Restate each of the lines given below, word for word.

[[ Data for this task open ]]

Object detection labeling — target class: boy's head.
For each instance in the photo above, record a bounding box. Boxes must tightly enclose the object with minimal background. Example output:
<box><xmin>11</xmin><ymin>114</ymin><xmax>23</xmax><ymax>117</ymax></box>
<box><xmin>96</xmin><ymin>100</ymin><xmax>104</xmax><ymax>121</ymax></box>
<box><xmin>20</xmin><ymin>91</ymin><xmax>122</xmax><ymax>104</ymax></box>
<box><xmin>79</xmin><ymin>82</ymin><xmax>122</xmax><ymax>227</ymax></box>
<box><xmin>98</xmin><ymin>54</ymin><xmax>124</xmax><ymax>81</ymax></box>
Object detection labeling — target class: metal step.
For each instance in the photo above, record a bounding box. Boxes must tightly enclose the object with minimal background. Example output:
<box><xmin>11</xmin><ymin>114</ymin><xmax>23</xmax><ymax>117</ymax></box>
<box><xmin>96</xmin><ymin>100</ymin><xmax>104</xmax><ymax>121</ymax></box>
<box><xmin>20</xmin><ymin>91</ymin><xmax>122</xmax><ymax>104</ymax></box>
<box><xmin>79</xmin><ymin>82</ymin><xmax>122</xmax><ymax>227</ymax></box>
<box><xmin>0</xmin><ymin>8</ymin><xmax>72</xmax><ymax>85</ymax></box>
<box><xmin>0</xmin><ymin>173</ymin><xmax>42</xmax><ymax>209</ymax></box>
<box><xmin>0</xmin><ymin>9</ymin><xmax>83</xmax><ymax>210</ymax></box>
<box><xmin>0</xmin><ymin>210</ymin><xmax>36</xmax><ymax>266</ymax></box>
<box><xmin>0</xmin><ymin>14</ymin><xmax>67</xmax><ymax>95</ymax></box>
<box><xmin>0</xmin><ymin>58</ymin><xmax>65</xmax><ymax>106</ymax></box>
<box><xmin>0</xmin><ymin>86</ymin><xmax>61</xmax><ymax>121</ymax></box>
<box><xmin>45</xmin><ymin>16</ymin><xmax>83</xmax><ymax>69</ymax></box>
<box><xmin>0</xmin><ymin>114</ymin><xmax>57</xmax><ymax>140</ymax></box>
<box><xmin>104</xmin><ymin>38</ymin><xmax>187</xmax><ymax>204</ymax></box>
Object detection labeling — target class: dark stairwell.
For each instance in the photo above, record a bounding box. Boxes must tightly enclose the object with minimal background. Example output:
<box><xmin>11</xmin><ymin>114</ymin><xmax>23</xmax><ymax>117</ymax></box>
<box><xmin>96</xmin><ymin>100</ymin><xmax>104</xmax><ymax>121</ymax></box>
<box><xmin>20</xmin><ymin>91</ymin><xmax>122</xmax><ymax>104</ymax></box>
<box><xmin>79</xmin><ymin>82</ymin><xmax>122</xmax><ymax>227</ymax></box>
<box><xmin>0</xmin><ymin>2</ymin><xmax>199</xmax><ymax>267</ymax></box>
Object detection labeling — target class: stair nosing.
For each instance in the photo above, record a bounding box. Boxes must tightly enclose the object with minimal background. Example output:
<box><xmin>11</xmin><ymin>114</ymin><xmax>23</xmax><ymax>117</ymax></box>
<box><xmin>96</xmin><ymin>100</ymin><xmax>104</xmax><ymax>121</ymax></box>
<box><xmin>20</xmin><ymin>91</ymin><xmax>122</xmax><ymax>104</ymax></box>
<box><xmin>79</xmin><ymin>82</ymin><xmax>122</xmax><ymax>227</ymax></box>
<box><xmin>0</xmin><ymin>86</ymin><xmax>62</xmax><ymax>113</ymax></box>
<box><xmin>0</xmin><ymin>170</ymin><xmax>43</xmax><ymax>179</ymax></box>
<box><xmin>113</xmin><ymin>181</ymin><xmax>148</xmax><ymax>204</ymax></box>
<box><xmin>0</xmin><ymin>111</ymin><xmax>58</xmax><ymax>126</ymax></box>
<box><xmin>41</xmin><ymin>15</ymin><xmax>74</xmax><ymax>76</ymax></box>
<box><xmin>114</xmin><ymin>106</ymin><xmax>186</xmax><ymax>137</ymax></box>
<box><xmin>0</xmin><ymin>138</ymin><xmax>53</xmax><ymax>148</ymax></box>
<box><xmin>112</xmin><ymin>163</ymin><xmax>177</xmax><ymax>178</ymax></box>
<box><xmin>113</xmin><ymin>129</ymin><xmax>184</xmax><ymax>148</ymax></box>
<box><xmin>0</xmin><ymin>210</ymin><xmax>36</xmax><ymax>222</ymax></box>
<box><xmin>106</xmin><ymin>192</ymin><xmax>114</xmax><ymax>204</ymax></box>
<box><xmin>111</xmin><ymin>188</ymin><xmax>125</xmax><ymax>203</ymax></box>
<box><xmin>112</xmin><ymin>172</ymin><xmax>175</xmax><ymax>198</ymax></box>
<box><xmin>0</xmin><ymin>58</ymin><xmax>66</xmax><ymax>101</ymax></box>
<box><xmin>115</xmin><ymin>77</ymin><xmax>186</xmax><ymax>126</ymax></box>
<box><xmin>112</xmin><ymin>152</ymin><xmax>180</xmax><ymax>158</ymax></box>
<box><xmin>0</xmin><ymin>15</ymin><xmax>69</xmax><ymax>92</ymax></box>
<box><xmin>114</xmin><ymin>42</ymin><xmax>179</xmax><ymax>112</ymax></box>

[[ Data for this task closed ]]

→ Exercise result:
Object detection labeling — target class: boy's head.
For each instance in the photo above, record a bounding box. Boxes must tightly enclose the object with minimal background. Example output:
<box><xmin>11</xmin><ymin>114</ymin><xmax>23</xmax><ymax>117</ymax></box>
<box><xmin>96</xmin><ymin>100</ymin><xmax>104</xmax><ymax>121</ymax></box>
<box><xmin>20</xmin><ymin>91</ymin><xmax>122</xmax><ymax>104</ymax></box>
<box><xmin>79</xmin><ymin>82</ymin><xmax>122</xmax><ymax>227</ymax></box>
<box><xmin>98</xmin><ymin>54</ymin><xmax>124</xmax><ymax>81</ymax></box>
Object detection labeling — target class: metal step.
For each instance in the photo above, record a bounding box. Boxes must tightly enclose the object with minimal background. Example output:
<box><xmin>11</xmin><ymin>114</ymin><xmax>23</xmax><ymax>117</ymax></box>
<box><xmin>96</xmin><ymin>100</ymin><xmax>104</xmax><ymax>121</ymax></box>
<box><xmin>20</xmin><ymin>91</ymin><xmax>122</xmax><ymax>104</ymax></box>
<box><xmin>79</xmin><ymin>82</ymin><xmax>122</xmax><ymax>227</ymax></box>
<box><xmin>0</xmin><ymin>8</ymin><xmax>72</xmax><ymax>85</ymax></box>
<box><xmin>0</xmin><ymin>173</ymin><xmax>42</xmax><ymax>209</ymax></box>
<box><xmin>0</xmin><ymin>9</ymin><xmax>83</xmax><ymax>210</ymax></box>
<box><xmin>0</xmin><ymin>210</ymin><xmax>36</xmax><ymax>266</ymax></box>
<box><xmin>0</xmin><ymin>14</ymin><xmax>67</xmax><ymax>95</ymax></box>
<box><xmin>0</xmin><ymin>58</ymin><xmax>65</xmax><ymax>106</ymax></box>
<box><xmin>0</xmin><ymin>86</ymin><xmax>61</xmax><ymax>121</ymax></box>
<box><xmin>45</xmin><ymin>16</ymin><xmax>83</xmax><ymax>69</ymax></box>
<box><xmin>0</xmin><ymin>114</ymin><xmax>57</xmax><ymax>140</ymax></box>
<box><xmin>104</xmin><ymin>38</ymin><xmax>187</xmax><ymax>204</ymax></box>
Object detection labeling — target class: dark stairwell.
For each instance in the photo above, record a bounding box. Boxes must tightly enclose the object with minimal background. Example output:
<box><xmin>11</xmin><ymin>114</ymin><xmax>23</xmax><ymax>117</ymax></box>
<box><xmin>96</xmin><ymin>100</ymin><xmax>104</xmax><ymax>121</ymax></box>
<box><xmin>20</xmin><ymin>91</ymin><xmax>122</xmax><ymax>104</ymax></box>
<box><xmin>79</xmin><ymin>82</ymin><xmax>122</xmax><ymax>227</ymax></box>
<box><xmin>0</xmin><ymin>2</ymin><xmax>199</xmax><ymax>267</ymax></box>
Object detection labeling — target class: stair nosing.
For each instance in the photo above, record a bounding box. Boxes must tightly enclose the object with minimal background. Example output:
<box><xmin>11</xmin><ymin>114</ymin><xmax>23</xmax><ymax>117</ymax></box>
<box><xmin>96</xmin><ymin>100</ymin><xmax>104</xmax><ymax>121</ymax></box>
<box><xmin>20</xmin><ymin>91</ymin><xmax>122</xmax><ymax>104</ymax></box>
<box><xmin>79</xmin><ymin>82</ymin><xmax>122</xmax><ymax>227</ymax></box>
<box><xmin>0</xmin><ymin>86</ymin><xmax>62</xmax><ymax>113</ymax></box>
<box><xmin>0</xmin><ymin>170</ymin><xmax>43</xmax><ymax>179</ymax></box>
<box><xmin>113</xmin><ymin>181</ymin><xmax>148</xmax><ymax>204</ymax></box>
<box><xmin>0</xmin><ymin>111</ymin><xmax>58</xmax><ymax>126</ymax></box>
<box><xmin>41</xmin><ymin>15</ymin><xmax>74</xmax><ymax>76</ymax></box>
<box><xmin>114</xmin><ymin>106</ymin><xmax>186</xmax><ymax>137</ymax></box>
<box><xmin>0</xmin><ymin>138</ymin><xmax>53</xmax><ymax>148</ymax></box>
<box><xmin>112</xmin><ymin>163</ymin><xmax>177</xmax><ymax>178</ymax></box>
<box><xmin>113</xmin><ymin>129</ymin><xmax>184</xmax><ymax>148</ymax></box>
<box><xmin>0</xmin><ymin>210</ymin><xmax>36</xmax><ymax>222</ymax></box>
<box><xmin>106</xmin><ymin>192</ymin><xmax>114</xmax><ymax>204</ymax></box>
<box><xmin>111</xmin><ymin>188</ymin><xmax>125</xmax><ymax>203</ymax></box>
<box><xmin>112</xmin><ymin>172</ymin><xmax>175</xmax><ymax>198</ymax></box>
<box><xmin>0</xmin><ymin>58</ymin><xmax>66</xmax><ymax>101</ymax></box>
<box><xmin>115</xmin><ymin>77</ymin><xmax>186</xmax><ymax>126</ymax></box>
<box><xmin>112</xmin><ymin>152</ymin><xmax>180</xmax><ymax>158</ymax></box>
<box><xmin>0</xmin><ymin>15</ymin><xmax>69</xmax><ymax>92</ymax></box>
<box><xmin>114</xmin><ymin>42</ymin><xmax>179</xmax><ymax>112</ymax></box>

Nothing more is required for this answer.